▶ Data:
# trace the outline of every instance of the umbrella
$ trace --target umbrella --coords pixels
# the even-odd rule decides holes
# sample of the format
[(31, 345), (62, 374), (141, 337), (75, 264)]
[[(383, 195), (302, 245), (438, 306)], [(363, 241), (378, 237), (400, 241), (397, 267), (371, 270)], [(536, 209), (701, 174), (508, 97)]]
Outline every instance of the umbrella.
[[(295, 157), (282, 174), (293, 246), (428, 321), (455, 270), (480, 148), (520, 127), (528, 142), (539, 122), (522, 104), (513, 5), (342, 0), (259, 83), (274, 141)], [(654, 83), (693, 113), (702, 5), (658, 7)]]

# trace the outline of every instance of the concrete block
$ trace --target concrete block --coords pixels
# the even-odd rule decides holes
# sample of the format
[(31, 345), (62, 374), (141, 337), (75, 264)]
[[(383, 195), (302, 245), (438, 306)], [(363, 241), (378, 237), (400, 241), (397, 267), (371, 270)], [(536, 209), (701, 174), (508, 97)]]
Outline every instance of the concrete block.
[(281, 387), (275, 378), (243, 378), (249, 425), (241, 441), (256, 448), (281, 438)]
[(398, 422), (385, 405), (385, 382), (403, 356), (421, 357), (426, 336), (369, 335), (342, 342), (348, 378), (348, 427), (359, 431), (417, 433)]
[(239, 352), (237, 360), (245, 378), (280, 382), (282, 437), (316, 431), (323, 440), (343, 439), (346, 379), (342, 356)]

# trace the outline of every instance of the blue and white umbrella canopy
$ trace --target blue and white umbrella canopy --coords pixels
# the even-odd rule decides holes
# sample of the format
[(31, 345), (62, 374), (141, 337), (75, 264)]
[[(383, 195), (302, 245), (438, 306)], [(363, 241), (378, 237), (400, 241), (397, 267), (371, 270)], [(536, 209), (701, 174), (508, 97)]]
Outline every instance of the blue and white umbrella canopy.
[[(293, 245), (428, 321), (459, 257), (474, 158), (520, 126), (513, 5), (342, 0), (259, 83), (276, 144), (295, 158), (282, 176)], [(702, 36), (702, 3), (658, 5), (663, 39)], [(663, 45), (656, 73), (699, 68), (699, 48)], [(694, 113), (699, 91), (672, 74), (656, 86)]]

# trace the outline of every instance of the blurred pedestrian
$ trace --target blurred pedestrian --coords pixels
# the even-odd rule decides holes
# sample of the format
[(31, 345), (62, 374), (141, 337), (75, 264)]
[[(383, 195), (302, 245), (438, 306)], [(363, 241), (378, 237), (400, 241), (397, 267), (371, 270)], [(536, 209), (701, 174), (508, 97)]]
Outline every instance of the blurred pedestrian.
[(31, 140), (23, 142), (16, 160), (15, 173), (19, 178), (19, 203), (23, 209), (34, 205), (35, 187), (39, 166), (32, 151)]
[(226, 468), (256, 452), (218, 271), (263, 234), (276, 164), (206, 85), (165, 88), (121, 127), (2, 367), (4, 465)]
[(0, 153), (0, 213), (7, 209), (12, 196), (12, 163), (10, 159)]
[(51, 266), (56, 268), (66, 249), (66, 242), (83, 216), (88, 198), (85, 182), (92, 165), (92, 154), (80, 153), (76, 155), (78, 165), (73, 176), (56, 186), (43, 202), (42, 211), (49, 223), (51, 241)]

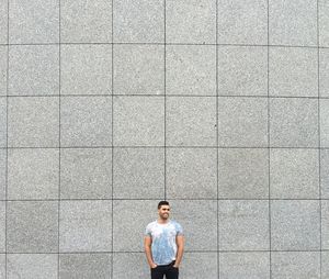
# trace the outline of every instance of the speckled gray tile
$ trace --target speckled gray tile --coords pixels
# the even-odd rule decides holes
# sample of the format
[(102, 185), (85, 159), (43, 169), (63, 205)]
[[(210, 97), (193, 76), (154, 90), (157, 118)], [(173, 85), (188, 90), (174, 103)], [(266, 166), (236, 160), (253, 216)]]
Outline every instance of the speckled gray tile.
[(329, 149), (320, 150), (321, 198), (329, 199)]
[(145, 228), (157, 217), (158, 201), (113, 201), (113, 250), (144, 252)]
[(10, 43), (59, 42), (58, 0), (10, 0), (9, 3)]
[(317, 147), (318, 100), (271, 99), (270, 142), (272, 147)]
[(219, 198), (266, 199), (268, 149), (218, 149), (218, 179)]
[(163, 43), (163, 0), (114, 0), (113, 40), (116, 43)]
[(111, 148), (61, 149), (61, 199), (111, 199)]
[(268, 43), (268, 2), (265, 0), (219, 0), (218, 43)]
[(167, 148), (167, 197), (216, 199), (216, 152), (215, 148)]
[[(329, 13), (329, 8), (328, 8), (328, 13)], [(329, 29), (329, 22), (328, 22), (328, 29)], [(319, 65), (320, 97), (329, 97), (329, 49), (321, 48), (319, 52), (320, 52), (320, 65)]]
[(164, 144), (164, 98), (115, 97), (114, 145)]
[(59, 49), (56, 45), (13, 45), (9, 51), (11, 96), (59, 93)]
[(56, 253), (58, 202), (9, 201), (7, 245), (9, 253)]
[(273, 252), (273, 279), (320, 279), (320, 252)]
[(164, 193), (163, 148), (115, 148), (113, 197), (160, 199)]
[(9, 149), (8, 199), (57, 199), (58, 149)]
[(61, 0), (60, 40), (65, 43), (111, 43), (112, 2)]
[(167, 0), (168, 43), (216, 43), (216, 0)]
[(268, 51), (254, 46), (218, 48), (219, 96), (268, 96)]
[(269, 201), (218, 201), (219, 249), (269, 249)]
[(186, 252), (217, 250), (216, 201), (173, 200), (170, 204), (172, 219), (183, 227)]
[(168, 97), (167, 145), (216, 146), (216, 98)]
[(59, 142), (59, 100), (19, 97), (8, 100), (10, 147), (56, 147)]
[(316, 48), (273, 47), (269, 62), (270, 96), (318, 97)]
[(111, 45), (63, 45), (60, 60), (61, 94), (111, 94)]
[(317, 45), (316, 0), (270, 0), (270, 44)]
[[(0, 26), (1, 26), (1, 22), (0, 22)], [(8, 60), (7, 54), (8, 54), (8, 47), (0, 45), (0, 96), (7, 96), (7, 60)]]
[(319, 9), (319, 44), (329, 46), (329, 3), (327, 0), (318, 1)]
[(163, 94), (162, 45), (114, 45), (115, 94)]
[(166, 93), (216, 96), (216, 46), (168, 45)]
[(65, 97), (60, 107), (63, 146), (111, 146), (111, 97)]
[(60, 252), (111, 252), (112, 201), (61, 201)]
[(319, 152), (271, 149), (271, 198), (318, 199)]
[(60, 279), (111, 278), (110, 254), (61, 254), (59, 263)]
[(220, 253), (220, 279), (270, 279), (270, 253)]
[(58, 256), (56, 254), (9, 254), (7, 256), (8, 279), (57, 279)]
[(329, 99), (320, 100), (321, 147), (329, 147)]
[(315, 200), (271, 201), (272, 249), (320, 249), (320, 208)]
[(268, 100), (265, 98), (218, 99), (219, 146), (266, 147)]

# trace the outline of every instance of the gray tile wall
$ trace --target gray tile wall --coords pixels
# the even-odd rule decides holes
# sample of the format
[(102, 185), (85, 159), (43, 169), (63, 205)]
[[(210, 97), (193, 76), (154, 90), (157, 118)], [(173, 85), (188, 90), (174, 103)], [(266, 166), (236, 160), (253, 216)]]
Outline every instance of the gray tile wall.
[(0, 0), (0, 279), (327, 279), (328, 166), (328, 0)]

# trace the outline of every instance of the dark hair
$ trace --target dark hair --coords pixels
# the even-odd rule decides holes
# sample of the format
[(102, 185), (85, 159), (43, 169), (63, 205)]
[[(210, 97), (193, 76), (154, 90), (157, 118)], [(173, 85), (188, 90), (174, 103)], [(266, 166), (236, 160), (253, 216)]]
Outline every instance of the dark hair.
[(162, 205), (169, 205), (169, 202), (168, 201), (160, 201), (158, 203), (158, 209), (161, 209)]

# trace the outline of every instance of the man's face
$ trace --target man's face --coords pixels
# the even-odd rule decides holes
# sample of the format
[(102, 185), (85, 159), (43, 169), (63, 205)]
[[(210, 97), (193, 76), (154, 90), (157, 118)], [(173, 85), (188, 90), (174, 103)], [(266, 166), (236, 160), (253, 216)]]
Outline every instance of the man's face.
[(169, 205), (161, 205), (161, 208), (158, 210), (158, 212), (159, 212), (159, 216), (162, 220), (167, 220), (169, 217), (170, 207)]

▶ Task to complete: Rewrite the lines from the one containing "# trace the outline of every instance of the gray" through the last line, with every "sample" changed to "example" and nothing else altered.

▶ Solution:
# trace the outline of every instance of the gray tile wall
$ trace --target gray tile wall --coords pixels
# the even-odd rule decides holes
# example of the format
[(102, 185), (85, 159), (43, 169), (63, 205)]
[[(210, 97), (193, 76), (154, 90), (157, 118)], [(173, 85), (188, 90), (174, 103)], [(266, 166), (236, 160), (253, 216)]]
Outline every instance of the gray tile wall.
[(0, 0), (0, 279), (327, 279), (328, 166), (328, 0)]

# trace the outline of every instance of the dark hair
$ trace --target dark hair --coords pixels
# the even-odd rule decides holes
# example of the format
[(102, 185), (85, 159), (43, 169), (63, 205)]
[[(210, 97), (193, 76), (154, 90), (157, 118)], [(173, 85), (188, 90), (174, 103)], [(266, 166), (236, 160), (253, 216)]]
Outline every instance of the dark hair.
[(162, 205), (169, 205), (169, 202), (168, 201), (160, 201), (158, 203), (158, 209), (161, 209)]

# trace the outline of every instance of the man's face
$ trace --target man's face --coords pixels
# the even-odd rule decides holes
# example of the format
[(102, 185), (85, 159), (43, 169), (63, 205)]
[[(210, 97), (193, 76), (154, 90), (157, 118)], [(173, 85), (188, 90), (174, 103)], [(266, 166), (236, 160), (253, 216)]]
Outline every instance of the man's face.
[(169, 205), (161, 205), (161, 208), (158, 210), (158, 212), (159, 212), (159, 216), (162, 220), (167, 220), (169, 217), (170, 207)]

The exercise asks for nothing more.